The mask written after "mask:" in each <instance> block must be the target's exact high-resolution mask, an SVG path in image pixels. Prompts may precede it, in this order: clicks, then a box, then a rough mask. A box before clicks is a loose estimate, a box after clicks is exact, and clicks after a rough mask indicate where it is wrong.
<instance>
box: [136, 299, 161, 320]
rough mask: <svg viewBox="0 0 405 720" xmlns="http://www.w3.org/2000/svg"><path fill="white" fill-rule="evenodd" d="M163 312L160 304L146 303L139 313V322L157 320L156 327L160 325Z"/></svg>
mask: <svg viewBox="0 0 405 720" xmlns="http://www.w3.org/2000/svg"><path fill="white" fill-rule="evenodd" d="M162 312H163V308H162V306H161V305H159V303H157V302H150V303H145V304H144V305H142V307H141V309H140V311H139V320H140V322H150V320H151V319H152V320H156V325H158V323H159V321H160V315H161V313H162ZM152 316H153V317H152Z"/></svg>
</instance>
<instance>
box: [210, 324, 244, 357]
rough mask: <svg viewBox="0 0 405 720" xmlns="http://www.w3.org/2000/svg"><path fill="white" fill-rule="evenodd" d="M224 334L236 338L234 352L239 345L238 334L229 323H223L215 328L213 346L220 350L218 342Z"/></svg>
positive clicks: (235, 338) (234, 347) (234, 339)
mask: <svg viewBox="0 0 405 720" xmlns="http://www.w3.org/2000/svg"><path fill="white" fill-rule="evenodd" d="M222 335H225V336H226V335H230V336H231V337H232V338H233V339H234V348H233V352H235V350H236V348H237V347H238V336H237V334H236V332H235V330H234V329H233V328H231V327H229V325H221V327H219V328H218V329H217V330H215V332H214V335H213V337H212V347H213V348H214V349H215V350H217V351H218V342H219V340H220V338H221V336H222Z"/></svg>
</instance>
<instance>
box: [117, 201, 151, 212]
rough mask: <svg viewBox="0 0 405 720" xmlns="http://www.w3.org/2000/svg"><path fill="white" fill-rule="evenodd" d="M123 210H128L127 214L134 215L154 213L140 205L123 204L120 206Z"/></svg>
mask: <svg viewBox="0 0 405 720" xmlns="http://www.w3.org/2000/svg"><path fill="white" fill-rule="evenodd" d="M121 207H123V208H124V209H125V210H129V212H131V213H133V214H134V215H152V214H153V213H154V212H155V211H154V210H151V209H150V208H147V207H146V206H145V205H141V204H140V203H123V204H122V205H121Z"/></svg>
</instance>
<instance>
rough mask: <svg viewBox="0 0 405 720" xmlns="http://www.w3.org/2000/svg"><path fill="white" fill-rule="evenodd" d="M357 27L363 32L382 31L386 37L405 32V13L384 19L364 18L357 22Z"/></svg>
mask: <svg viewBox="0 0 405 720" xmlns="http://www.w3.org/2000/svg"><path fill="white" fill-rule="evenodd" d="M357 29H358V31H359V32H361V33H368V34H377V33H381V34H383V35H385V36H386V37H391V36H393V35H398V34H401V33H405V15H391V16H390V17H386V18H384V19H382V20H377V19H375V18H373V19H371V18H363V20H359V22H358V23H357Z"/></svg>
----
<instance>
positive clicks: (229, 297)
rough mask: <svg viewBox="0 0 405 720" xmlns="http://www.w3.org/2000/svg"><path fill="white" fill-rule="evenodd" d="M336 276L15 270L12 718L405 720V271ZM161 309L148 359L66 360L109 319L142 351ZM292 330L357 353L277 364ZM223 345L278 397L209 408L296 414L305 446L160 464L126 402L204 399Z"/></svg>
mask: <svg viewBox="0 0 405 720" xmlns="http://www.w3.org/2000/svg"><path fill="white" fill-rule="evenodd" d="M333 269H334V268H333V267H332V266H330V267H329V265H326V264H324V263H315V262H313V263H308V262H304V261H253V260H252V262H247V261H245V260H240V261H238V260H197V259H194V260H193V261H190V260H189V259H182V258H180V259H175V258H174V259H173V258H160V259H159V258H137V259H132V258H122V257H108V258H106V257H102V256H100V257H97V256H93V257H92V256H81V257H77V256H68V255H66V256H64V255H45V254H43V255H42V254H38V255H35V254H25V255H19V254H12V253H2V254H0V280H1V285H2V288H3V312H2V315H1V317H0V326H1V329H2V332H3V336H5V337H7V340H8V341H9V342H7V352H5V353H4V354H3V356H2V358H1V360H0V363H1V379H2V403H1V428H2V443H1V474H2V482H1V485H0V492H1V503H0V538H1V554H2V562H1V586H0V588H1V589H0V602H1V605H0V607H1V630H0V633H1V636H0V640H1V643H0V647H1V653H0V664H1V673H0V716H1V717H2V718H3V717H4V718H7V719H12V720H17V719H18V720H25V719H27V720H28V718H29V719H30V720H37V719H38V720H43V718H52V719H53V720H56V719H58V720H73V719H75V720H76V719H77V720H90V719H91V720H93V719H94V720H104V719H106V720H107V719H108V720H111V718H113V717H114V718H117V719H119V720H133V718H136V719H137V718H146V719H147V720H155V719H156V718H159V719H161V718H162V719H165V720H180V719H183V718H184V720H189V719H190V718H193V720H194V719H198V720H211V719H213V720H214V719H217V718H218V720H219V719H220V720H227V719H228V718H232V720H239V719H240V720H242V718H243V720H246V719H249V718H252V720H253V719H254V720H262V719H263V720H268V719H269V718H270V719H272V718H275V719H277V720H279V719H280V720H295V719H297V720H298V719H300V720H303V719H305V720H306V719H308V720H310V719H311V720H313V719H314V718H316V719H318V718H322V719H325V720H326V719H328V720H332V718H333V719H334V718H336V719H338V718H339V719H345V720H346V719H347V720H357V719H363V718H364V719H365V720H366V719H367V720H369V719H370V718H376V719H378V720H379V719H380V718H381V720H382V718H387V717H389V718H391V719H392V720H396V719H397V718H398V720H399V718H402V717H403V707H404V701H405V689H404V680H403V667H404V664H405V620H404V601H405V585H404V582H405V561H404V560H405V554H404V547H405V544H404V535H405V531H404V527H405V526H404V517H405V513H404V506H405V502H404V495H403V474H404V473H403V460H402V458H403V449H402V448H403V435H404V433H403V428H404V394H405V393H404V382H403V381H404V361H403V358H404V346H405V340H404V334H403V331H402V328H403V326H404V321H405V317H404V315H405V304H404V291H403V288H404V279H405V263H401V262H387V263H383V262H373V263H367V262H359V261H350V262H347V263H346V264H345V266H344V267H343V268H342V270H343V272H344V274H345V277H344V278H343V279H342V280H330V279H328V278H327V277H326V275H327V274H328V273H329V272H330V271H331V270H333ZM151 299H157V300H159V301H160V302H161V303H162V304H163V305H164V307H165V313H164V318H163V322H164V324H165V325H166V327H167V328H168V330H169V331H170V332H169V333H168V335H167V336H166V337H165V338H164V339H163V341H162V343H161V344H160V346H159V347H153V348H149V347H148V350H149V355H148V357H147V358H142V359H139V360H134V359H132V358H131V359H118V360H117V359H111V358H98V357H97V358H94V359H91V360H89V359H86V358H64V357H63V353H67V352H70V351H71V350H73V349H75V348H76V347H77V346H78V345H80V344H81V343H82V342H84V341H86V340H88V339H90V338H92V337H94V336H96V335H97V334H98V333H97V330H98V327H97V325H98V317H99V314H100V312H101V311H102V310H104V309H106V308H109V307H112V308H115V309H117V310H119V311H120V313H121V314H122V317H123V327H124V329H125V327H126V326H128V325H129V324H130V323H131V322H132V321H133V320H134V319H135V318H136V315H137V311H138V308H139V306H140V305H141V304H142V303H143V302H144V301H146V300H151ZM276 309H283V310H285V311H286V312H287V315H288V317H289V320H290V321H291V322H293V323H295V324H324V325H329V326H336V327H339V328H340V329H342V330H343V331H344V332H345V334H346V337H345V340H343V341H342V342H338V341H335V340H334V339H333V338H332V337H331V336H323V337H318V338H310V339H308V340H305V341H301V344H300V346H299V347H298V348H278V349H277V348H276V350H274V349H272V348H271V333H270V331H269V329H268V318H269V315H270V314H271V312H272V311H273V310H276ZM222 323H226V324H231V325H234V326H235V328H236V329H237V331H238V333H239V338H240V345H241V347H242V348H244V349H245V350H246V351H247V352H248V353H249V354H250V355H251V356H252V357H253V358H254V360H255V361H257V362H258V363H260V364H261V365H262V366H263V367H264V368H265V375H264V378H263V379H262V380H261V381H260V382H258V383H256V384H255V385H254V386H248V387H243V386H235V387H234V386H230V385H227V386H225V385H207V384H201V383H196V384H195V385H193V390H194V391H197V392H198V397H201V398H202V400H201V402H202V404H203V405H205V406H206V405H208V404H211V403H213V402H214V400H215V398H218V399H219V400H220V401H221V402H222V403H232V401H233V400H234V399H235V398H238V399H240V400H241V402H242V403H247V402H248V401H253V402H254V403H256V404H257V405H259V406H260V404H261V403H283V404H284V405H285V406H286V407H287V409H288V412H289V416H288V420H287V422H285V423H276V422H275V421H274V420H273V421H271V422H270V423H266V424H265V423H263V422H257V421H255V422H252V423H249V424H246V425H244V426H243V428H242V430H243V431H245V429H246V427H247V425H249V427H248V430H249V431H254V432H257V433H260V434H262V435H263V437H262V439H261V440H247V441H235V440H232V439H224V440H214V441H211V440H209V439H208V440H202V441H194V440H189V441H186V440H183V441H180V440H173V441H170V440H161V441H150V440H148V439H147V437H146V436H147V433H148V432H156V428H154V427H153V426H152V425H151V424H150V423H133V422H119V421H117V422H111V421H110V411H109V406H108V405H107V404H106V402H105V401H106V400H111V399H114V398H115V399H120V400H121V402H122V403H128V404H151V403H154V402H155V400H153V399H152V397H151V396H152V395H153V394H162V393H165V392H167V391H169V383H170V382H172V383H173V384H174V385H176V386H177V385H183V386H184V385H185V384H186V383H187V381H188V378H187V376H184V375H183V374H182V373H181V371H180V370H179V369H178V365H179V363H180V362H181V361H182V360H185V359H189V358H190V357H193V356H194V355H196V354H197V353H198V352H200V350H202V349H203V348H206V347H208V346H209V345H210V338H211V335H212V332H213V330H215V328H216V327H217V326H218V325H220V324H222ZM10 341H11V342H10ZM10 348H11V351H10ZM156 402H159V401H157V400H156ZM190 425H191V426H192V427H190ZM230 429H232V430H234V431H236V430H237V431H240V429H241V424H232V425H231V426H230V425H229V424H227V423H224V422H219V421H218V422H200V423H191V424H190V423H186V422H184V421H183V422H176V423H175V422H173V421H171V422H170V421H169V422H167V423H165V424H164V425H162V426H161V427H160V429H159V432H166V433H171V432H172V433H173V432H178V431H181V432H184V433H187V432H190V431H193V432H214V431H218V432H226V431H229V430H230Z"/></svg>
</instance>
----
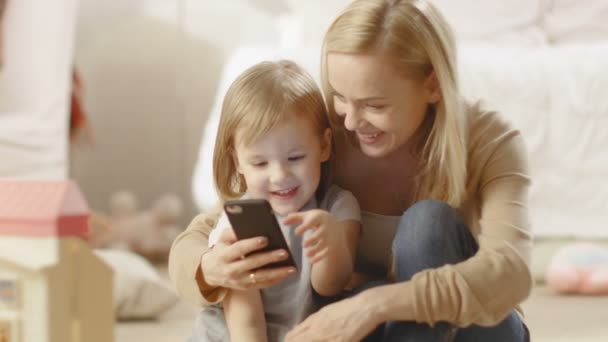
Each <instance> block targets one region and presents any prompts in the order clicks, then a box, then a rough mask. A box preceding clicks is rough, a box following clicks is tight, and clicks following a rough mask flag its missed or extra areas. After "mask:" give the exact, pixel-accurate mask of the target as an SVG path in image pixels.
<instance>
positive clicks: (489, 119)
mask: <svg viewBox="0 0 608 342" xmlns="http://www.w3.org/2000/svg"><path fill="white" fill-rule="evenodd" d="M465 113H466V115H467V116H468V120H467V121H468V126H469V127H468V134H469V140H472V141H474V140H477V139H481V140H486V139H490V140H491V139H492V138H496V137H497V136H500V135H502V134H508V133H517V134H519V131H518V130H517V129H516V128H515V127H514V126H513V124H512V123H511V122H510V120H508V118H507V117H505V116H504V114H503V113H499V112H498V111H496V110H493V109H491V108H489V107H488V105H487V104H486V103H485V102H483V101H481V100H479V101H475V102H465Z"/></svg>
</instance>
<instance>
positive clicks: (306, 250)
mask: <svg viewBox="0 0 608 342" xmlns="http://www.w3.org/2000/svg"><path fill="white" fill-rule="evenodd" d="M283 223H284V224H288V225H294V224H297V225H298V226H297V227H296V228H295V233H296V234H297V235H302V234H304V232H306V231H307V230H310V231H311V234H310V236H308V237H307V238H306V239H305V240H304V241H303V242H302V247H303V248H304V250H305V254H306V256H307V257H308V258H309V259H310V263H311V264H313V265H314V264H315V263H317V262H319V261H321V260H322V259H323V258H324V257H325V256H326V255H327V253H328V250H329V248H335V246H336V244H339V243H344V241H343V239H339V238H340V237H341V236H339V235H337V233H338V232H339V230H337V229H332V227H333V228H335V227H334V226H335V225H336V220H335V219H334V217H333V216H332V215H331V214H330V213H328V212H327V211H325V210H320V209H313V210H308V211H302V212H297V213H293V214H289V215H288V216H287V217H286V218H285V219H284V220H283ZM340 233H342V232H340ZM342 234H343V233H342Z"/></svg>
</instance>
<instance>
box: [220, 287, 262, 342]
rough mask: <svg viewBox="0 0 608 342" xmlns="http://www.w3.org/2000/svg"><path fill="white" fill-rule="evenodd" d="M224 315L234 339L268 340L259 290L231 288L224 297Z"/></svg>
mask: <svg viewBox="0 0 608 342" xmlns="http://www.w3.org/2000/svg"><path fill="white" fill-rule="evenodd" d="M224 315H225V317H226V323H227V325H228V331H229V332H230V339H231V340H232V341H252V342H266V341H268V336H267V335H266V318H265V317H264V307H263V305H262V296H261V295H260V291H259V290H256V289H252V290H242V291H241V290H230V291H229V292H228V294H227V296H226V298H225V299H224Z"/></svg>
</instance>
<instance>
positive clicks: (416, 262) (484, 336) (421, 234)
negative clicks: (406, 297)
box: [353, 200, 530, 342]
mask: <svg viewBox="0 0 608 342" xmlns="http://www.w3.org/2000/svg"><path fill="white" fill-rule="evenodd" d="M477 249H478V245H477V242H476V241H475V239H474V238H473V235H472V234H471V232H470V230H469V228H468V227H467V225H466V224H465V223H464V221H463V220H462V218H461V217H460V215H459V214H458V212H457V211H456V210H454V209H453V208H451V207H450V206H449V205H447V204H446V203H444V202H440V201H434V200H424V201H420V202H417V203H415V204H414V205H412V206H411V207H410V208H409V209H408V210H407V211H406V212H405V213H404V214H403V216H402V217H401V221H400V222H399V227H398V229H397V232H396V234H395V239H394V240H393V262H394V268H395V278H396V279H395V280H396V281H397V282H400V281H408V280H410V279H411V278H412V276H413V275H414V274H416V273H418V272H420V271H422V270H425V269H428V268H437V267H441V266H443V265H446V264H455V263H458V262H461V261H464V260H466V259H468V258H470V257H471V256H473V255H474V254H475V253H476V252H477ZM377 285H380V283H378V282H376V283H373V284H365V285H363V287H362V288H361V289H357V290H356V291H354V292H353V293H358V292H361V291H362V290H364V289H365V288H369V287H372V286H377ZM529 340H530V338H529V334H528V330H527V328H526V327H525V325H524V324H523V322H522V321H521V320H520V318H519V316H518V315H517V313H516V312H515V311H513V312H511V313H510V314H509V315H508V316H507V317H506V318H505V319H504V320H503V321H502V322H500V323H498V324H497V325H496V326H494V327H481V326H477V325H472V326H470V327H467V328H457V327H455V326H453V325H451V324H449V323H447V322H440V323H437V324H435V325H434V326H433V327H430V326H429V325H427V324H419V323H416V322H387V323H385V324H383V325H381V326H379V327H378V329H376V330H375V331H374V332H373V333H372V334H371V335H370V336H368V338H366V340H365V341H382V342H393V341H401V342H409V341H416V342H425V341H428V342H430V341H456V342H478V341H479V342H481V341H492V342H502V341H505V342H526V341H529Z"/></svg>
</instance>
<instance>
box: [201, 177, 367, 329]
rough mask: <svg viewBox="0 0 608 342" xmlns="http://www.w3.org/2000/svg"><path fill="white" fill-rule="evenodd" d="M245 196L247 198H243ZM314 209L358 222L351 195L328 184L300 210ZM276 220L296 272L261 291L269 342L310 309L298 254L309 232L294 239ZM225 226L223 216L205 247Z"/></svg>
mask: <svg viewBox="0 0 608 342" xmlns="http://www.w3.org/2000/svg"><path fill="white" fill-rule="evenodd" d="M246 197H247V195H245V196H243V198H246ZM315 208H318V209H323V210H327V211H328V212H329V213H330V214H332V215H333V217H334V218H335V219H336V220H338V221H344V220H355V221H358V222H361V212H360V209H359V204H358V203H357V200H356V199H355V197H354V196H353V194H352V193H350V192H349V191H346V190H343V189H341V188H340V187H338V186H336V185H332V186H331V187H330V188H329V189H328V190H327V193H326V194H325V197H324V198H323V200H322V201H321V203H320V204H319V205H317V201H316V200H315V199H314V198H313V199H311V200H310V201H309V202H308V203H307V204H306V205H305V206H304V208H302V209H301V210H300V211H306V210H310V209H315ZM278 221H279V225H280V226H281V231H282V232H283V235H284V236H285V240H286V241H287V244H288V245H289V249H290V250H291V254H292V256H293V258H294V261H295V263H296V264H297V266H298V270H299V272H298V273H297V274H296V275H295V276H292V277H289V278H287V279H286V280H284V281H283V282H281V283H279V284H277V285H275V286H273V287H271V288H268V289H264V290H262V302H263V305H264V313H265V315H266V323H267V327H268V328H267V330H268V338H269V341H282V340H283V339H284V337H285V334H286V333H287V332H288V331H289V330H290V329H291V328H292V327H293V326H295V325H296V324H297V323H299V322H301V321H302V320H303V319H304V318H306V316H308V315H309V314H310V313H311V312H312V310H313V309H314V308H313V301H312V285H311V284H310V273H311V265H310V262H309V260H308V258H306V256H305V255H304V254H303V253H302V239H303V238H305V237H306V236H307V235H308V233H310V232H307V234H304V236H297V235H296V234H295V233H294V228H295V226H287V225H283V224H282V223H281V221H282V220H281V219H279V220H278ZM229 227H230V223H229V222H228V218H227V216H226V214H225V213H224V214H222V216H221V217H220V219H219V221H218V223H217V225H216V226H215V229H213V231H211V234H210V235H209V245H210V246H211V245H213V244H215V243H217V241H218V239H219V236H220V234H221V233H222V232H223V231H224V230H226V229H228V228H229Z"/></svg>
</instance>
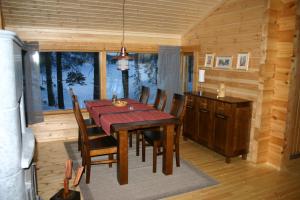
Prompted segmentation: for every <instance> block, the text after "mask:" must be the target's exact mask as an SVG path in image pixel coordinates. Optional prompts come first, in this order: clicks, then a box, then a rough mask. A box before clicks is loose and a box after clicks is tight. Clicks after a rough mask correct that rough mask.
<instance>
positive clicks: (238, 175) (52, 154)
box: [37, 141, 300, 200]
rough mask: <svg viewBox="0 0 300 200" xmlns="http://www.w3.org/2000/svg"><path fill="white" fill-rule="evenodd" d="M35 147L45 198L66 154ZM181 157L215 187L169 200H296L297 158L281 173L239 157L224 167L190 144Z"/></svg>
----
What you need to do:
Some lines in the data above hold the string "image". Find and copy each of them.

Expected answer:
The mask written after "mask:" in each <instance> block must be the target's exact high-resolution mask, an SVG path in image pixels. Prompts may precede it, in this order: clicks, then a box, then a rough mask. A box before clicks is a loose estimate, a box after clicks is exact, and clicks after a rough mask indicate where it is wrong.
Each <instance> block targets one region and presents any prompts in the order clicks, then a box, then a rough mask. A box preceding clicks is rough, a box following clicks is tight, and clicks following a rough mask flag its missed or extra areas. After "mask:" give the exact, pixel-accurate mask of the target as an SVG path in image pixels.
Prompted segmentation: for every <instance> block, the text after "mask:" must be the target's exact mask as an SVG path in image pixel coordinates. Optional prompts come first, in this order: clicks, then a box, then a rough mask. A box before clicks is loose and a box after clicks is tight. Clicks after a rough mask correct that rough mask.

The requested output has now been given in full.